GIVEN INSTRUCTION 1> Write out the stretch of the ToolShell article from "ToolShell six months" through "maintenance window scheduled.", word for word.
GIVEN INSTRUCTION 2> According to the ToolShell article, what filename did the first-generation Sigma rules over-fit on?
GIVEN INSTRUCTION 3> Explain, in one to three sentences, why the ToolShell article says the subject is worth revisiting now.
--- Start of DOCUMENT ---
ToolShell six months on: SharePoint on-prem detection that holds up in the index

If you ran SharePoint Server on-prem in July 2025 and your incident channel did not light up, either you were extremely lucky or your IIS logs weren’t being parsed. The ToolShell chain — CVE-2025-53770 and CVE-2025-53771, layered on top of the partial fixes for CVE-2025-49704 and CVE-2025-49706 from the July Patch Tuesday — was the kind of bug class that shows up in a vendor advisory marked “exploitation detected” and then proceeds to do exactly that, at scale, before most shops have a maintenance window scheduled.

It’s worth revisiting now, not because the CVEs are new, but because the detection content most teams stood up in week one was wrong in interesting ways. The IOC lists aged badly. The first-generation Sigma rules over-fit on spinstall0.aspx as a filename. And the part nobody quite wants to talk about — rotating SharePoint MachineKeys across a farm without breaking custom solutions — got skipped at a lot of sites that otherwise patched on time.

So. What ToolShell actually was, what the durable detections look like, and where the noise comes from.
--- End of DOCUMENT ---
--- Start of DATA EXCERPTS ---
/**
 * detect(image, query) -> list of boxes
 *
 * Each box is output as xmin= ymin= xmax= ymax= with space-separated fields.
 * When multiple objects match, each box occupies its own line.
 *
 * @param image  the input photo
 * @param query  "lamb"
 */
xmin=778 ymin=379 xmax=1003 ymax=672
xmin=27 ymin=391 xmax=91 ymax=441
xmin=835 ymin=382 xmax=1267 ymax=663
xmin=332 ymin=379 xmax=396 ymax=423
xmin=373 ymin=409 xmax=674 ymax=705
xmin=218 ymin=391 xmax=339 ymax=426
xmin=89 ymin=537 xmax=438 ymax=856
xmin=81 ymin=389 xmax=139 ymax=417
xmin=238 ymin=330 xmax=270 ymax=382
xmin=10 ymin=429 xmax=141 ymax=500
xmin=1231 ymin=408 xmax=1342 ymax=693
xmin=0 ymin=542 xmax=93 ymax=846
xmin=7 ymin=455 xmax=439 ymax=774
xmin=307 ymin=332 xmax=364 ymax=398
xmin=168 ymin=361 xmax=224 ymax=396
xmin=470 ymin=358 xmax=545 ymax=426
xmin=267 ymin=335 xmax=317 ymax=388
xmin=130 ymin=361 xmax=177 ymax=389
--- End of DATA EXCERPTS ---
CORRECT ANSWER 1>
ToolShell six months on: SharePoint on-prem detection that holds up in the index

If you ran SharePoint Server on-prem in July 2025 and your incident channel did not light up, either you were extremely lucky or your IIS logs weren’t being parsed. The ToolShell chain — CVE-2025-53770 and CVE-2025-53771, layered on top of the partial fixes for CVE-2025-49704 and CVE-2025-49706 from the July Patch Tuesday — was the kind of bug class that shows up in a vendor advisory marked “exploitation detected” and then proceeds to do exactly that, at scale, before most shops have a maintenance window scheduled.

CORRECT ANSWER 2> spinstall0.aspx

CORRECT ANSWER 3> The subject is worth revisiting because the detection content most teams set up in the first week was wrong in interesting ways, not because the CVEs are new. The IOC lists aged badly, the first-generation Sigma rules over-fit on spinstall0.aspx as a filename, and many sites skipped rotating SharePoint MachineKeys across a farm.